- What is required -
The records that follow are to be given again exactly, with their pictures omitted.

Region pointing data
···

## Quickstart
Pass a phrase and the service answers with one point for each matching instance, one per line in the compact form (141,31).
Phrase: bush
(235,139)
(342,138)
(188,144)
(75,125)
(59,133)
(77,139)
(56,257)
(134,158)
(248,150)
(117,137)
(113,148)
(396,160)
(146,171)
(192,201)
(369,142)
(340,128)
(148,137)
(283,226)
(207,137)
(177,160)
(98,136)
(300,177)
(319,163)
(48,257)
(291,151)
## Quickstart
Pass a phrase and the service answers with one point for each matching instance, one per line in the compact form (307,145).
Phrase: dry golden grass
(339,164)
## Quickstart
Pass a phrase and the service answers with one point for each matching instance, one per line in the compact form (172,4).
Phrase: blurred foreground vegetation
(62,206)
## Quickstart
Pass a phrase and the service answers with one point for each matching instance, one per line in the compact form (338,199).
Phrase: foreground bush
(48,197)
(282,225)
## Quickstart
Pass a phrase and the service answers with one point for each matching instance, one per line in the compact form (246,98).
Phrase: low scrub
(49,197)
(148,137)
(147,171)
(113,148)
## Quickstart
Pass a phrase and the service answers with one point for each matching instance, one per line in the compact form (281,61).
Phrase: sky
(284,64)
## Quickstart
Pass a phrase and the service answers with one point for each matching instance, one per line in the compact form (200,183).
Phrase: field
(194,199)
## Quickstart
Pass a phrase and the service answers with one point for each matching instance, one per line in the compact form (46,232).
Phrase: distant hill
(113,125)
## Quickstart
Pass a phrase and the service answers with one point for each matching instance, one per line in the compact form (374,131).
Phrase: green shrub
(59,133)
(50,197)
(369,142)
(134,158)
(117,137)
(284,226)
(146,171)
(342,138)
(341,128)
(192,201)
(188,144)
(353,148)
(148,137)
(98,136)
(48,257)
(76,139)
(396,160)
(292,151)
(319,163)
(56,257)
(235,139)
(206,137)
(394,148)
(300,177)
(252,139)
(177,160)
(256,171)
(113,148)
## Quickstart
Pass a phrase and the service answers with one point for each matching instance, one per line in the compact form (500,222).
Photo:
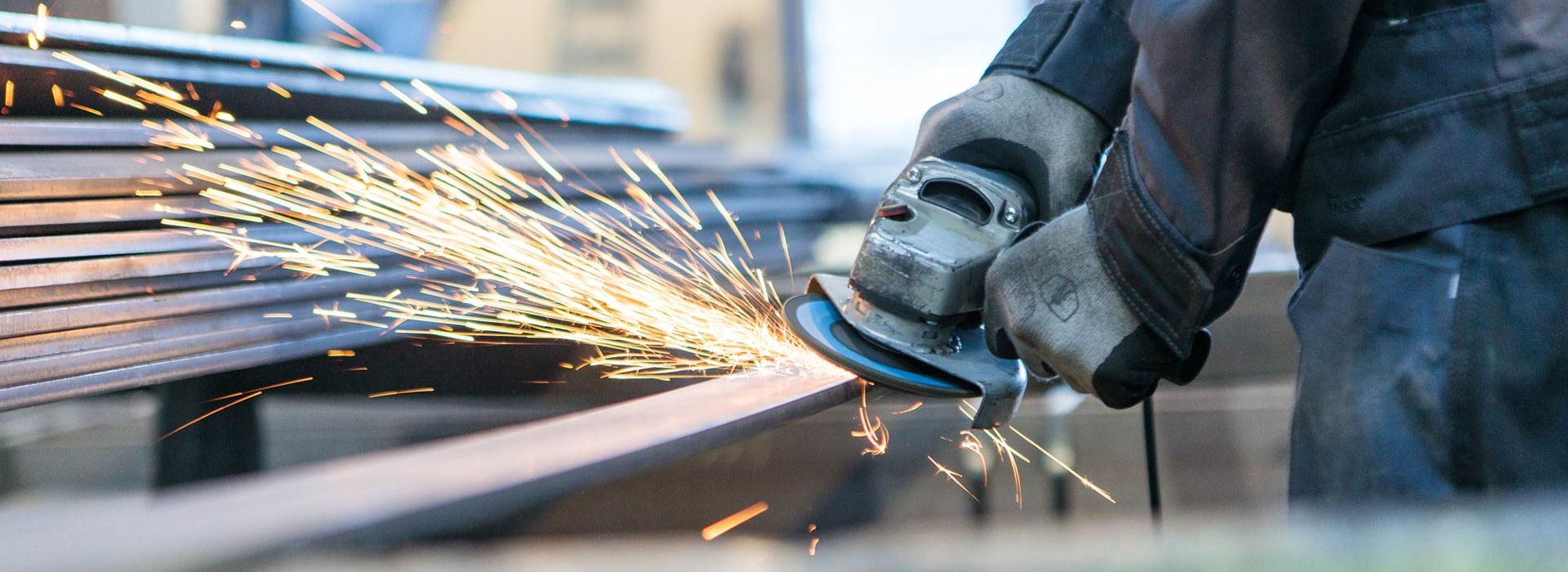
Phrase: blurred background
(830,92)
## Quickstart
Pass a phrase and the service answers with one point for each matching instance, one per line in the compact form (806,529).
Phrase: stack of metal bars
(98,295)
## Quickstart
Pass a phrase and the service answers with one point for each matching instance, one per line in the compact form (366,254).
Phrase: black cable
(1152,461)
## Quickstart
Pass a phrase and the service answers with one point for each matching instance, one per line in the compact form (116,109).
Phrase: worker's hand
(1012,124)
(1051,305)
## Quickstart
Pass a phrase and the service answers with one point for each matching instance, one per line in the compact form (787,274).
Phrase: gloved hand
(1051,305)
(1017,126)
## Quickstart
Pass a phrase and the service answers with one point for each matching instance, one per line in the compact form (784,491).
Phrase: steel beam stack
(96,295)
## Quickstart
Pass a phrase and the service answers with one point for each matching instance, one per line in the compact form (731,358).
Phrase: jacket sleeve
(1078,47)
(1223,97)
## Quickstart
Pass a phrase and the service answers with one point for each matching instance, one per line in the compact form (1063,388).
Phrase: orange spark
(455,112)
(209,414)
(342,24)
(261,389)
(1087,483)
(506,101)
(625,168)
(726,524)
(402,392)
(327,69)
(952,476)
(344,39)
(41,24)
(872,428)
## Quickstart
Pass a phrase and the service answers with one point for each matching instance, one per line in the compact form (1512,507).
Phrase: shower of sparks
(726,524)
(629,276)
(1004,450)
(973,444)
(952,476)
(403,392)
(872,428)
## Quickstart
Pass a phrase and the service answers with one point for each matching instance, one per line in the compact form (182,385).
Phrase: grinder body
(908,315)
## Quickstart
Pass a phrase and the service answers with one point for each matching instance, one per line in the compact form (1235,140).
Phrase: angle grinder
(908,315)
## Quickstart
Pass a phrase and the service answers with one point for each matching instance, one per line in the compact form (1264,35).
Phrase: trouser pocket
(1374,326)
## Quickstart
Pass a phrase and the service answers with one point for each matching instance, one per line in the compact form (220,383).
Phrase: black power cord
(1152,461)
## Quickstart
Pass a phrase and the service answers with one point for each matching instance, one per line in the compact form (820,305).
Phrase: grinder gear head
(908,315)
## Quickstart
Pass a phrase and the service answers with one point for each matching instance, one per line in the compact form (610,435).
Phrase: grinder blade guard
(908,315)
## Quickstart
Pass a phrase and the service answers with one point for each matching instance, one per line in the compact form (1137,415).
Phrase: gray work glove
(1051,305)
(1017,126)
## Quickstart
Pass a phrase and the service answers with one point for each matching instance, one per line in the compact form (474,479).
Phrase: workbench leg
(220,445)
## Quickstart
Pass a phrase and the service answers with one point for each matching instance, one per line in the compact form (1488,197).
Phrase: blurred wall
(724,57)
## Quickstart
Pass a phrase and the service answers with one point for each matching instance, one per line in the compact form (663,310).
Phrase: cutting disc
(819,324)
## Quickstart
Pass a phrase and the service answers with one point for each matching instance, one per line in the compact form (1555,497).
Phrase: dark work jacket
(1366,119)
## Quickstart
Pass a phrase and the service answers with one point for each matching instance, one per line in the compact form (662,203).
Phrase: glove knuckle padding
(1060,309)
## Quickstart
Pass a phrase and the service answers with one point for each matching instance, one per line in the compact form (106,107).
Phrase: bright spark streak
(209,414)
(971,444)
(403,97)
(952,476)
(872,428)
(261,389)
(41,25)
(1087,483)
(626,168)
(402,392)
(458,114)
(342,24)
(726,524)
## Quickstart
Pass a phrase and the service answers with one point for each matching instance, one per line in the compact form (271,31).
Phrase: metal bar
(38,345)
(110,288)
(80,174)
(100,210)
(185,367)
(642,104)
(122,266)
(132,242)
(313,92)
(414,489)
(114,358)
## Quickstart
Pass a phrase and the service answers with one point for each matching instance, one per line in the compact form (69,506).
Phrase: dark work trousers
(1435,365)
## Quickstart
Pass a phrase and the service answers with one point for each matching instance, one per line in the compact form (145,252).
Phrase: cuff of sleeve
(1082,49)
(1153,271)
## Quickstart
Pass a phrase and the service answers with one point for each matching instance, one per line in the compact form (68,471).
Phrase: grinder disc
(819,324)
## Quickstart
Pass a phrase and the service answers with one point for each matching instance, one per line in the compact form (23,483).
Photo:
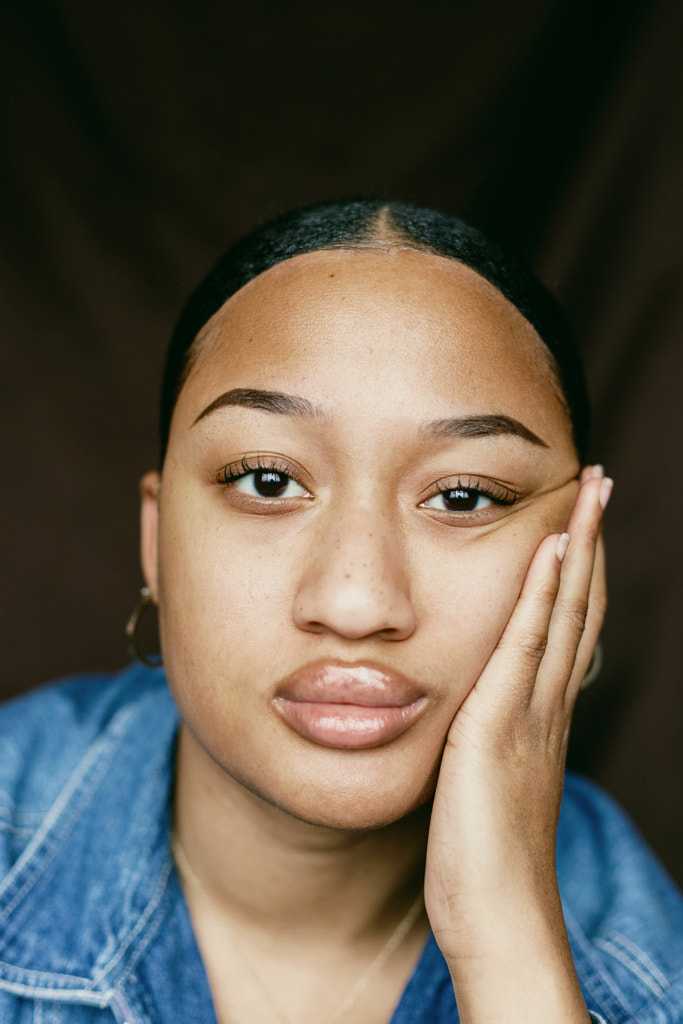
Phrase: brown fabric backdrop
(139,138)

···

- Response -
## Quickstart
Pass a phrase and the service answers with one point for each matching instance, one per line in the compact form (141,31).
Phrase: bush
(235,139)
(342,138)
(188,144)
(75,125)
(59,133)
(77,139)
(56,257)
(134,158)
(248,150)
(117,137)
(113,148)
(396,160)
(146,171)
(192,201)
(369,142)
(340,128)
(148,137)
(283,226)
(207,137)
(177,160)
(98,136)
(300,177)
(319,163)
(48,257)
(291,151)
## Quickstart
Pass a phrase and the service answers with one point for each matching instance, one per line in the compact form (307,145).
Phrase: dry golden grass
(339,164)
## Quickstart
Pass a phrase and the service answers with one point for each matching instance, one per line in the compact form (172,4).
Phrase: blurred foreground vegetation
(62,206)
## Quickstart
Pass a phrase and the service answers with one point for each matching instance, one per line in the compact form (338,199).
Phrase: foreground bush
(48,197)
(282,225)
## Quickstart
Pass a phrase and the service answers with one point for each matching instance, one per line in the compact form (246,98).
Phrase: low scrub
(49,197)
(148,137)
(147,171)
(113,148)
## Quickstart
Pass a phrase and the service answers with one point for each matching instance, one per line in the compact form (281,61).
Phrase: sky
(284,64)
## Quickstart
Pass a phrase and the service answers with one point for each matching instance, one per line in the compact form (200,183).
Phrase: field
(194,199)
## Quickstart
Pass a phrase and the service answers with one point for each matching instance, one per line in the compact form (46,232).
Phrase: distant hill
(113,125)
## Quickstart
Pass a phrase and the service answers with one point for each matching instance, one per line in the compact form (374,131).
Phrase: green shrub
(59,133)
(50,197)
(369,142)
(134,158)
(117,137)
(284,226)
(146,171)
(342,138)
(341,128)
(192,201)
(188,144)
(353,148)
(148,137)
(98,136)
(48,257)
(76,139)
(396,160)
(292,151)
(319,163)
(56,257)
(235,139)
(206,137)
(394,148)
(300,177)
(252,139)
(177,160)
(256,171)
(113,148)
## Quickstart
Pass a phrase and the service answers with one point for each matching instance, one per line in the compact form (500,222).
Photo:
Phrase: blurred background
(830,92)
## Quickstart
Pass a phrase and the service answers with one point for each matching instance, one per line in the compact form (806,529).
Phrase: stack of metal bars
(98,295)
## Quickstart
Pass a phrase and the service answers with one point for each matching instance, one per line in the compact form (366,254).
Phrase: black cable
(1152,461)
## Quickstart
Pass a phrase and the service answers with one point for each matching instance, one per line in the compact form (116,109).
Phrase: worker's hand
(1012,124)
(1051,305)
## Quickstart
Pass a phrase and the service answers with one point for each matching instance, one per line in the compact form (787,274).
Phrase: gloved hand
(1051,305)
(1017,126)
## Quickstart
Pass a phrase and the service answers with one point for each matching instance, one per line in the compact form (784,491).
Phrase: steel beam stack
(96,295)
## Quickstart
Pass a phrase and the service answers with one point for each matching instance, one per line in the compact form (731,358).
Phrase: jacket sleeve
(1078,47)
(1223,97)
## Quickstart
Pass a phrase and the service answers with one point for each matching instance, one per line in the compact form (1063,388).
Phrase: orange spark
(455,112)
(209,414)
(342,24)
(261,389)
(1087,483)
(506,101)
(625,168)
(726,524)
(402,392)
(327,69)
(952,476)
(344,39)
(41,24)
(872,428)
## Quickstart
Pass a phrase and the service answers with one point for each matching instance, one per line in the compact form (1512,507).
Phrase: shower of sparks
(726,524)
(629,276)
(1004,450)
(973,444)
(952,476)
(403,392)
(872,428)
## Quickstart
Pass a phrase and the service answers with one point for each matching instance, one per line in the compact form (182,385).
Phrase: grinder body
(908,315)
## Quickstart
Pass a phrase and the service answers with one point for each matching instance, one per line in the compact form (1235,140).
Phrase: angle grinder
(908,315)
## Quickstart
Pass a phrase and the service answers with one point for each matching instance, one per line in the compact form (1264,35).
Phrase: trouser pocket
(1374,326)
## Quickstart
Pass a phrase and the service answers with one point for each matching instance, one per line in the compact form (220,383).
Phrase: black power cord
(1152,461)
## Quickstart
Pass a phrase and the service answers with one point for each matching instance, one per line in the compact form (820,305).
Phrase: grinder gear head
(908,315)
## Quickstart
Pass a phrase and the service answers with one point for each matching instance, one per line in the compact form (610,435).
Phrase: grinder blade guard
(908,315)
## Quickstart
Pass a phrase and the service answers with one point for each matching instance, one per line in the compact form (1137,415).
Phrase: gray work glove
(1051,305)
(1017,126)
## Quickstart
Pass a phrase and the service answers with one point for each matching instance, one per line in the compact form (474,479).
Phrase: workbench leg
(220,445)
## Quickstart
Pass a phrase and the service answers with one point for each matching instance, one per line in the compact form (1488,197).
Phrase: blurred wall
(724,57)
## Quickstart
Pass a phrase and the service answers with one point for each matching instance, one per line in the compact form (663,310).
Phrase: cutting disc
(819,324)
## Quickstart
Pass a phrase and the service answers with one point for each matching instance, one per line in the compact form (1555,497).
Phrase: dark work jacket
(1366,119)
## Quickstart
Pass a phrase and the service answers with one point for each matching instance, one per line in the compact form (662,203).
Phrase: glove knuckle padding
(1060,309)
## Quickstart
Pass a phrase and the service answers with one point for each matching instance, one per line in the compact form (106,107).
Phrase: bright spark streak
(209,414)
(971,444)
(403,97)
(952,476)
(872,428)
(261,389)
(41,25)
(1087,483)
(626,168)
(402,392)
(458,114)
(342,24)
(726,524)
## Quickstart
Pass a phrase and the service answers with one point for each matching instance, one per line in the compact form (271,31).
Phrase: metal bar
(38,345)
(110,288)
(80,174)
(100,210)
(185,367)
(642,104)
(122,266)
(132,242)
(313,92)
(414,489)
(114,358)
## Quickstart
Pass a phrase and the service answers with one point for each matching instance, one per line in the compact form (69,506).
Phrase: dark work trousers
(1435,365)
## Quickstart
Pass a phrase and the service answers with one point for each matching instance, one per line in the compact form (145,252).
Phrase: cuff of sleeve
(1082,49)
(1153,271)
## Quickstart
Pass a phrase and the service answers with one point for each matching instance, one per line in the compact form (68,471).
Phrase: grinder disc
(819,324)
## Quickstart
Pass a phrase and the service answers with one point for each matching instance, one per line in the compact form (23,483).
Photo:
Phrase: brown fabric backdrop
(139,138)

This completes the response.